>> begin Data shown
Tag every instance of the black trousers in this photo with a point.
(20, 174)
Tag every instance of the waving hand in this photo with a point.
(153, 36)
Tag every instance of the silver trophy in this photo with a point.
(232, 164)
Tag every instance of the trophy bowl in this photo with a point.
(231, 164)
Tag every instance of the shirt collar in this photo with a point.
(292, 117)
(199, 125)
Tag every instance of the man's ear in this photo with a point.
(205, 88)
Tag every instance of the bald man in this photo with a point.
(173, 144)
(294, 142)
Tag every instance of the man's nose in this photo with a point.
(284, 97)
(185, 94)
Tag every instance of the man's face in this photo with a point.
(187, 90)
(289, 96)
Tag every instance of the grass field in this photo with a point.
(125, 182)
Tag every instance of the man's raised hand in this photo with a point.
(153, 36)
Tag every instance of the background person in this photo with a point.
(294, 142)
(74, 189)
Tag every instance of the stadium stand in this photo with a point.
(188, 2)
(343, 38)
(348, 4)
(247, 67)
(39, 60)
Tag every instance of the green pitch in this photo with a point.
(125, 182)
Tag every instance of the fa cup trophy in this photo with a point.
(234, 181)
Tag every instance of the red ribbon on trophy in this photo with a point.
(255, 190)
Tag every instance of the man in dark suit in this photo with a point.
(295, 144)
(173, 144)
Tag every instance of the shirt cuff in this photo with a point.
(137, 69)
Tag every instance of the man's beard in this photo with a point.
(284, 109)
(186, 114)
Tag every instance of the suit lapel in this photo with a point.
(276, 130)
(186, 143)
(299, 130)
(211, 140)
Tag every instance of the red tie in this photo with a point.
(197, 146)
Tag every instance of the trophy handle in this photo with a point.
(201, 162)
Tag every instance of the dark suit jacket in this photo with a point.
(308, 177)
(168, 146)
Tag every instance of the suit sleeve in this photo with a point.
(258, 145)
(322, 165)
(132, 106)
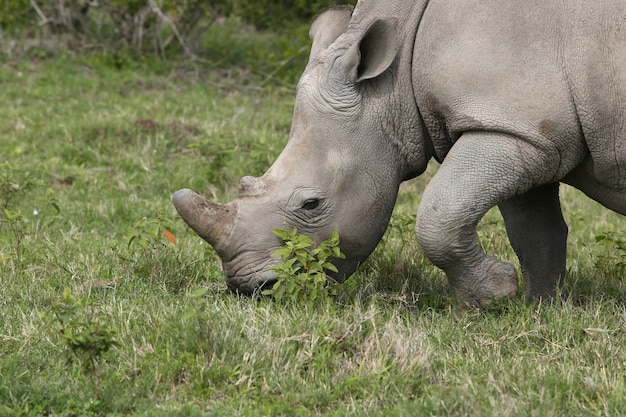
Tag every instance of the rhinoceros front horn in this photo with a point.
(211, 221)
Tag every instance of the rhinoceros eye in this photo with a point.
(311, 204)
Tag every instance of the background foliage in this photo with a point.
(158, 26)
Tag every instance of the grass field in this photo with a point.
(89, 157)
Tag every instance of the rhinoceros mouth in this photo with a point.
(251, 283)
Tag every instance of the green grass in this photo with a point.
(108, 146)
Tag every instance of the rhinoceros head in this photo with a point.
(338, 171)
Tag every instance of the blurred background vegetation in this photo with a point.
(263, 37)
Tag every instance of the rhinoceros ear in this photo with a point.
(327, 26)
(371, 55)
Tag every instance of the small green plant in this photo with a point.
(85, 331)
(301, 275)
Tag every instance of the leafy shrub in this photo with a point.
(301, 276)
(276, 14)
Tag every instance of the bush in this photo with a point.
(148, 25)
(276, 14)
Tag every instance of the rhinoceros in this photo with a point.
(510, 97)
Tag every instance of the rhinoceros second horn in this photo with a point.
(211, 221)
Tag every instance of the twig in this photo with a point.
(44, 19)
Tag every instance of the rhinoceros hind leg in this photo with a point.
(538, 234)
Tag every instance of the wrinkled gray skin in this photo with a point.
(512, 97)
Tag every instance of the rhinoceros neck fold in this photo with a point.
(213, 222)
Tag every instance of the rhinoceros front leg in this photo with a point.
(481, 170)
(538, 234)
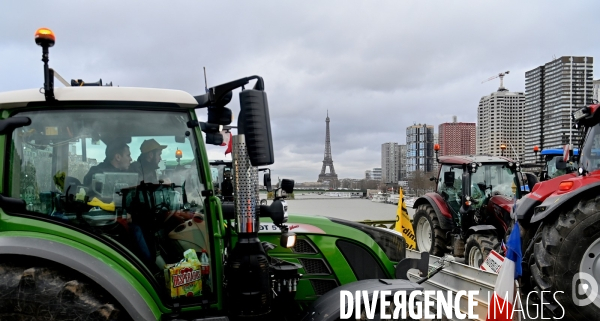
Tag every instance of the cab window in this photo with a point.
(130, 177)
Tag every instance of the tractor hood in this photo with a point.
(569, 187)
(541, 191)
(390, 242)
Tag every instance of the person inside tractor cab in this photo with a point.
(118, 159)
(147, 163)
(478, 188)
(451, 191)
(227, 186)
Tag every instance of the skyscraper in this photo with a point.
(553, 91)
(457, 138)
(390, 159)
(402, 163)
(419, 148)
(500, 122)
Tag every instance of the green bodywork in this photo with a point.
(128, 266)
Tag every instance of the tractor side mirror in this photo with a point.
(9, 124)
(219, 115)
(287, 185)
(254, 122)
(449, 179)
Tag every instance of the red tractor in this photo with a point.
(561, 230)
(470, 211)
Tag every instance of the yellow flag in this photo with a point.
(403, 224)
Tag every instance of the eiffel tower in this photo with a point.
(328, 161)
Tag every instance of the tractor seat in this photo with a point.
(71, 186)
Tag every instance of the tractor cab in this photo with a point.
(471, 209)
(554, 164)
(468, 183)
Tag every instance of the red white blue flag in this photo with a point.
(501, 303)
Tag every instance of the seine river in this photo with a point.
(352, 209)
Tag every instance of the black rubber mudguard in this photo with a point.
(554, 203)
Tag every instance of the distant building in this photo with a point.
(500, 122)
(436, 140)
(419, 148)
(376, 174)
(390, 163)
(596, 89)
(457, 138)
(553, 91)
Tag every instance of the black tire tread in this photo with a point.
(556, 255)
(439, 243)
(49, 293)
(485, 242)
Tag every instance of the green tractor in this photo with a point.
(85, 234)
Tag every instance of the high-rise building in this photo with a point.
(376, 174)
(596, 89)
(390, 163)
(553, 92)
(436, 140)
(402, 163)
(457, 138)
(419, 148)
(500, 122)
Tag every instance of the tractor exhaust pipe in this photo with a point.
(245, 187)
(248, 266)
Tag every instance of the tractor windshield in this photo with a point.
(590, 154)
(493, 179)
(128, 174)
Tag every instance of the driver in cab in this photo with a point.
(118, 158)
(147, 163)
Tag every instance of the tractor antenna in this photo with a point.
(205, 83)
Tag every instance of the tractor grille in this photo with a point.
(315, 266)
(323, 286)
(304, 246)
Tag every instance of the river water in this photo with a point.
(352, 209)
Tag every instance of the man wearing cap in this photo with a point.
(117, 159)
(147, 164)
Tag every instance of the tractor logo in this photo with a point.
(186, 276)
(584, 289)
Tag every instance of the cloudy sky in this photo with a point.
(376, 66)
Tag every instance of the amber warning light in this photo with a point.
(45, 36)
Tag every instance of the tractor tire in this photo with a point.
(561, 247)
(45, 292)
(429, 235)
(478, 247)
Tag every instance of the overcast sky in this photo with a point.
(377, 66)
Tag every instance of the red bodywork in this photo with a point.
(439, 201)
(542, 190)
(500, 207)
(578, 181)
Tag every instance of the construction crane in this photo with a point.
(501, 76)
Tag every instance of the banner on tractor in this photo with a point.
(403, 224)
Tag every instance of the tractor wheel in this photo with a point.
(478, 247)
(564, 247)
(429, 235)
(41, 292)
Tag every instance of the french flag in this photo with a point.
(501, 304)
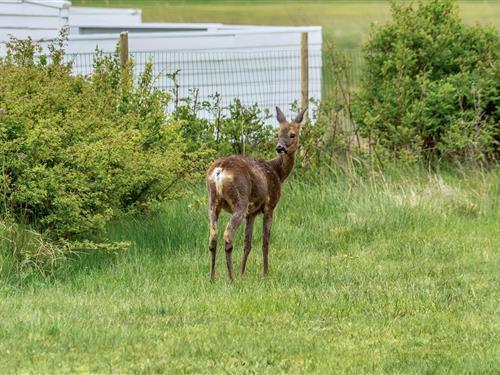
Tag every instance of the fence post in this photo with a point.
(123, 49)
(304, 70)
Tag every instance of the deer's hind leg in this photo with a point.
(248, 241)
(213, 215)
(239, 213)
(268, 219)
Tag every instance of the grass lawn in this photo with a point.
(347, 23)
(382, 274)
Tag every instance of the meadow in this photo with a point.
(393, 272)
(345, 23)
(371, 271)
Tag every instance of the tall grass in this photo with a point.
(393, 272)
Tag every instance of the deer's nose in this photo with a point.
(280, 149)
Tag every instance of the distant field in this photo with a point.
(346, 23)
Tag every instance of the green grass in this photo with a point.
(346, 23)
(381, 274)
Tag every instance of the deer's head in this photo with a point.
(288, 134)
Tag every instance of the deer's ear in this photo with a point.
(300, 116)
(280, 116)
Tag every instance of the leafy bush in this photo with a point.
(78, 151)
(431, 87)
(235, 129)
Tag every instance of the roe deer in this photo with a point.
(245, 187)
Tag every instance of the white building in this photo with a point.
(254, 63)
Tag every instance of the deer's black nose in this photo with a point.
(280, 149)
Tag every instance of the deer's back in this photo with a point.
>> end Data shown
=== Problem to work on ===
Can you rewrite all of the data above, replacing "in this photo" with "in this image" everywhere and leaving everything else unchanged? Leave the pictures out of your answer.

=== Result for this task ===
Tag every instance of the black trousers in this image with a point.
(20, 174)
Tag every instance of the waving hand in this image with a point.
(153, 36)
Tag every instance of the silver trophy in this image with a point.
(232, 164)
Tag every instance of the trophy bowl in this image with a point.
(231, 164)
Tag every instance of the shirt collar in this image with a point.
(292, 117)
(199, 125)
Tag every instance of the man's ear in this image with a point.
(205, 88)
Tag every instance of the bald man in this image with a point.
(173, 144)
(294, 142)
Tag every instance of the man's nose in this image with a point.
(284, 97)
(185, 94)
Tag every instance of the man's face in this image with a point.
(187, 90)
(289, 96)
Tag every instance of the grass field in this image with a point.
(125, 182)
Tag every instance of the man's raised hand in this image with a point.
(153, 36)
Tag every instance of the background person in this image with a point.
(294, 142)
(74, 189)
Tag every instance of the stadium stand in this image with a point.
(188, 2)
(343, 38)
(348, 4)
(247, 67)
(39, 60)
Tag every instance of the green pitch in this image with a point.
(125, 182)
Tag every instance of the fa cup trophy in this image with a point.
(234, 181)
Tag every instance of the red ribbon on trophy in this image with a point.
(255, 190)
Tag every instance of the man in dark suit in this image with a point.
(295, 144)
(173, 144)
Tag every instance of the shirt cuff in this image with a point.
(137, 69)
Tag every instance of the man's beard in this image with a point.
(284, 109)
(186, 114)
Tag every instance of the suit lapel in this image with a point.
(276, 130)
(186, 143)
(299, 130)
(211, 140)
Tag every instance of the red tie in this image with a point.
(197, 146)
Tag every instance of the trophy handle in this image with a point.
(201, 162)
Tag every instance of the dark suit jacket in this image with a point.
(308, 177)
(168, 146)
Tag every instance of the suit sleeve in this image with a point.
(258, 145)
(322, 165)
(132, 106)
Tag every instance of the rhinoceros front horn in this image with a point.
(211, 221)
Tag every instance of the rhinoceros eye in this image with a point.
(311, 204)
Tag every instance of the background foliage in this image with a point.
(158, 26)
Tag every instance of the grass field in this image with a point.
(89, 157)
Tag every instance of the rhinoceros mouth in this image with a point.
(251, 283)
Tag every instance of the green grass in this image with a point.
(108, 146)
Tag every instance of the rhinoceros head in this image with a point.
(338, 171)
Tag every instance of the blurred background vegetation in this image with a point.
(263, 37)
Tag every instance of the rhinoceros ear in this image with a point.
(327, 26)
(371, 55)
Tag every instance of the small green plant in this image with a point.
(85, 331)
(301, 275)
Tag every instance of the leafy shrub in this image with a point.
(301, 276)
(276, 14)
Tag every instance of the bush in this image with a point.
(148, 25)
(276, 14)
Tag every instance of the rhinoceros in this image with a point.
(510, 97)
Tag every instance of the rhinoceros second horn in this image with a point.
(211, 221)
Tag every instance of the twig in this image with a point.
(44, 19)
Tag every instance of the rhinoceros hind leg in this image with a point.
(538, 234)
Tag every instance of the wrinkled gray skin in this image with a point.
(512, 97)
Tag every instance of the rhinoceros neck fold in this image with a point.
(213, 222)
Tag every instance of the rhinoceros front leg in this image with a point.
(481, 170)
(538, 234)
Tag every instance of the cab window in this image with a point.
(130, 177)
Tag every instance of the tractor hood in this image with a point.
(569, 187)
(541, 191)
(390, 242)
Tag every instance of the person inside tractor cab in this image with a point.
(118, 159)
(147, 163)
(478, 188)
(451, 191)
(227, 186)
Tag every instance of the skyscraper in this image with a point.
(553, 91)
(457, 138)
(390, 159)
(402, 163)
(419, 148)
(500, 122)
Tag every instance of the green bodywork in this image with a point.
(128, 266)
Tag every instance of the tractor side mirror in this image with a point.
(9, 124)
(219, 115)
(287, 185)
(254, 122)
(449, 179)
Tag every instance of the red tractor in this image with a point.
(561, 230)
(470, 211)
Tag every instance of the yellow flag in this image with a point.
(403, 224)
Tag every instance of the eiffel tower in this image with a point.
(328, 161)
Tag every instance of the tractor seat in this image with a point.
(71, 186)
Tag every instance of the tractor cab in this image with a point.
(471, 209)
(554, 164)
(468, 183)
Tag every instance of the red white blue flag in this image with a point.
(501, 303)
Tag every instance of the seine river in this image with a point.
(352, 209)
Tag every instance of the black rubber mudguard in this image with a point.
(554, 203)
Tag every instance of the distant building in this image with a point.
(500, 122)
(436, 140)
(419, 148)
(376, 174)
(390, 163)
(596, 89)
(457, 138)
(553, 91)
Tag every instance of the black tire tread in this image with a point.
(556, 255)
(439, 243)
(49, 293)
(485, 242)
Tag every instance of the green tractor in this image with a point.
(85, 234)
Tag every instance of the high-rise building in this image with a point.
(376, 174)
(596, 89)
(390, 163)
(553, 92)
(436, 140)
(402, 163)
(457, 138)
(419, 148)
(500, 122)
Tag every instance of the tractor exhaust pipe in this image with a point.
(245, 187)
(248, 266)
Tag every instance of the tractor windshield in this image with a point.
(590, 154)
(493, 179)
(128, 174)
Tag every instance of the driver in cab in this image with a point.
(118, 158)
(147, 163)
Tag every instance of the tractor antenna in this image with a point.
(205, 83)
Tag every instance of the tractor grille in this image with a point.
(315, 266)
(323, 286)
(304, 246)
Tag every instance of the river water in this image with a point.
(352, 209)
Tag every instance of the man wearing cap in this image with a point.
(117, 159)
(147, 164)
Tag every instance of the tractor logo in this image with a point.
(186, 276)
(584, 289)
Tag every instance of the cloudy sky in this image with a point.
(376, 66)
Tag every instance of the amber warning light in this image with a point.
(45, 36)
Tag every instance of the tractor tire in this image with a point.
(561, 247)
(45, 292)
(429, 235)
(478, 247)
Tag every instance of the overcast sky in this image with a point.
(377, 66)
Tag every instance of the red bodywork in this image with a point.
(439, 201)
(542, 190)
(500, 207)
(578, 181)
Tag every instance of the construction crane in this image with a point.
(501, 76)
Tag every instance of the banner on tractor in this image with a point.
(403, 224)
Tag every instance of the tractor wheel in this image with a point.
(478, 247)
(564, 247)
(429, 235)
(41, 292)
Tag every instance of the french flag in this image with a point.
(501, 304)
Tag every instance of the fence post in this image with a point.
(123, 49)
(304, 70)
Tag every instance of the deer's hind leg in this image with a point.
(248, 241)
(213, 215)
(239, 213)
(268, 219)
Tag every instance of the grass lawn in this image with a point.
(347, 23)
(382, 274)
Tag every instance of the meadow in this image with a point.
(393, 272)
(345, 23)
(371, 271)
Tag every instance of the tall grass in this image with a point.
(393, 272)
Tag every instance of the deer's nose in this image with a point.
(280, 149)
Tag every instance of the distant field in this image with a point.
(346, 23)
Tag every instance of the green grass in this image with a point.
(346, 23)
(381, 274)
Tag every instance of the deer's head in this image with a point.
(288, 134)
Tag every instance of the deer's ear in this image with a point.
(300, 116)
(280, 116)
Tag every instance of the leafy bush in this image with a point.
(78, 151)
(431, 87)
(235, 129)
Tag every instance of the roe deer in this image with a point.
(245, 187)
Tag every instance of the white building in this image with a point.
(254, 63)
Tag every instance of the deer's black nose in this image with a point.
(280, 149)
Tag every instance of the deer's back in this image with a point.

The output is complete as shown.